* _Texto para leer_
Otros, sin embargo, opinaron de manera distinta. Se dieron cuenta del valor de
mi experimento y pronto lo pusieron en práctica. Nadie fue más rápido que
Norman Mailer, que ganó mucho dinero y obtuvo muchos premios con sus novelas no
ficticias (Los Ejércitos de la noche, Of a Fire on the Moon, La Canción del
Verdugo), si bien ha tenido mucho cuidado en no describirlas nunca como
“novelas verídicas”. No importa: es un buen escritor y un gran tipo, y estoy
agradecido por haber podido hacerle un pequeño favor.
La zigzagueante
línea en el gráfico de mi reputación como escritor alcanzó una altura
saludable, y allí la dejé un tiempo antes de pasar a mi cuarto ciclo, que
supongo será el último. Durante cuatro años, aproximadamente entre 1968 y 1972,
me dediqué a leer, seleccionar, corregir y clasificar mis propias cartas, las
de otras personas, mis diarios (que contienen descripciones detalladas de
cientos de escenas y conversaciones) correspondientes al período
1943-1965.Tenía la intención de utilizar gran parte de ese material en un libro
que planeaba desde hacía años: una variante de la novela verídica. Lo titulé
Answered Prayers (Plegarias escuchadas), que es una cita de Santa Teresa, quien
dijo: “Se derraman más lágrimas por plegarias escuchadas que no escuchadas”.
Comencé a trabajar en este libro en 1972, escribiendo primero el último
capítulo (siempre es bueno saber adónde va uno). Luego escribí el primero,
“Monstruos no malcriados”, después el quinto, “Un severo insulto al cerebro”, a
continuación el séptimo, “La côte basque”. Proseguí de esta forma, escribiendo
distintos capítulos fuera de secuencia. Pude hacerlo porque el argumento —o
argumentos, más bien— era verídico, y todos los personajes, reales. No era
difícil recordarlo todo, pues no había inventado nada. Sin embargo, no fue mi
intención escribir un roman à clef, ese género en que los hechos se disfrazan
de ficción. Mis intenciones eran lo opuesto: quitar los disfraces, no
fabricarlos.
En 1975 y 1976
publiqué cuatro capítulos del libro en la revista Esquire. Esto causó enojo en
ciertos círculos, en los que se tuvo la sensación de que yo estaba traicionando
confidencias, maltratando a amigos y/o a enemigos. No quiero discutir esto; se
trata de política social y no de mérito artístico. Diré solamente que todo lo
que tiene el escritor para trabajar es el material que ha reunido como
resultado de su propio esfuerzo y de sus observaciones, y no se le puede negar
el derecho de usarlo. Se podrá condenar su uso, pero no negárselo.

* _Extracto de datos_
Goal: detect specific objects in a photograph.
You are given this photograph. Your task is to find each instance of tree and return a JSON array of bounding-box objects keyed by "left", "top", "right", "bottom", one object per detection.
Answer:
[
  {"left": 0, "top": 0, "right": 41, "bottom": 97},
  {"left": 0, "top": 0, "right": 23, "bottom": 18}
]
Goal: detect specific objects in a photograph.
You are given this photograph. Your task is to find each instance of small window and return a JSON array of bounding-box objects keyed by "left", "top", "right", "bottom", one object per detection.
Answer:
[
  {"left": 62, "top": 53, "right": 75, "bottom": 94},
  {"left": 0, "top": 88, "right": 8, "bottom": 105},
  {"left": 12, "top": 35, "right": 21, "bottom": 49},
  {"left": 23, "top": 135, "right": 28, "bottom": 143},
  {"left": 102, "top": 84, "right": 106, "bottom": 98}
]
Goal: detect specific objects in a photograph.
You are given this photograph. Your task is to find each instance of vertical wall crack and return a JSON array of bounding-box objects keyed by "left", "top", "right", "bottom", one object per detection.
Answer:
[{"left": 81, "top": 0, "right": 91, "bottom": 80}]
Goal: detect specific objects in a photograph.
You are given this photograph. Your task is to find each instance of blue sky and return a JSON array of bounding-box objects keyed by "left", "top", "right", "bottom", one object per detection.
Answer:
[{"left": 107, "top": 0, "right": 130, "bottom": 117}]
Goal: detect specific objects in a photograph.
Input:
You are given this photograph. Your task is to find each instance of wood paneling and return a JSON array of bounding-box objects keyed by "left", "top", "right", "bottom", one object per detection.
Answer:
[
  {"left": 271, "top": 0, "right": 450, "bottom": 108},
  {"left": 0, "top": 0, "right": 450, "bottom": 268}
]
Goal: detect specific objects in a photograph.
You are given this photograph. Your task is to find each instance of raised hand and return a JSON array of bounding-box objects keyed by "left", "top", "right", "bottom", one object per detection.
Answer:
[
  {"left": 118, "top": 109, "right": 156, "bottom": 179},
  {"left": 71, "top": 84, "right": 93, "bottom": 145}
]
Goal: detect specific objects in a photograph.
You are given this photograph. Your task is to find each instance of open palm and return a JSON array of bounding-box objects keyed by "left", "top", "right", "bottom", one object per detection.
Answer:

* _Desafío A_
Indica si cada afirmación concuerda con el texto para leer, respondiendo sí o no y citando textualmente las palabras que lo deciden: (i) los capítulos del libro se escribieron en orden, del primero al último; (ii) cuatro capítulos del libro se publicaron en la revista Esquire; (iii) el título del libro procede de una cita de Santa Teresa.
* _Desafío B_
Contesta, por favor, estas preguntas según el texto para leer:
(i) ¿Aproximadamente entre qué años duró la tarea de leer, seleccionar, corregir y clasificar cartas y diarios?
(ii) ¿Qué título lleva el séptimo capítulo?
(iii) ¿En qué año comenzó el trabajo en el libro?
Las filas no guardan ninguna relación con el texto para leer.

* _Respuesta correcta A_
(i) No: "Proseguí de esta forma, escribiendo distintos capítulos fuera de secuencia."
(ii) Sí: "En 1975 y 1976 publiqué cuatro capítulos del libro en la revista Esquire."
(iii) Sí: "que es una cita de Santa Teresa"

* _Respuesta correcta B_
(i) Aproximadamente entre 1968 y 1972.
(ii) "La côte basque".
(iii) En 1972.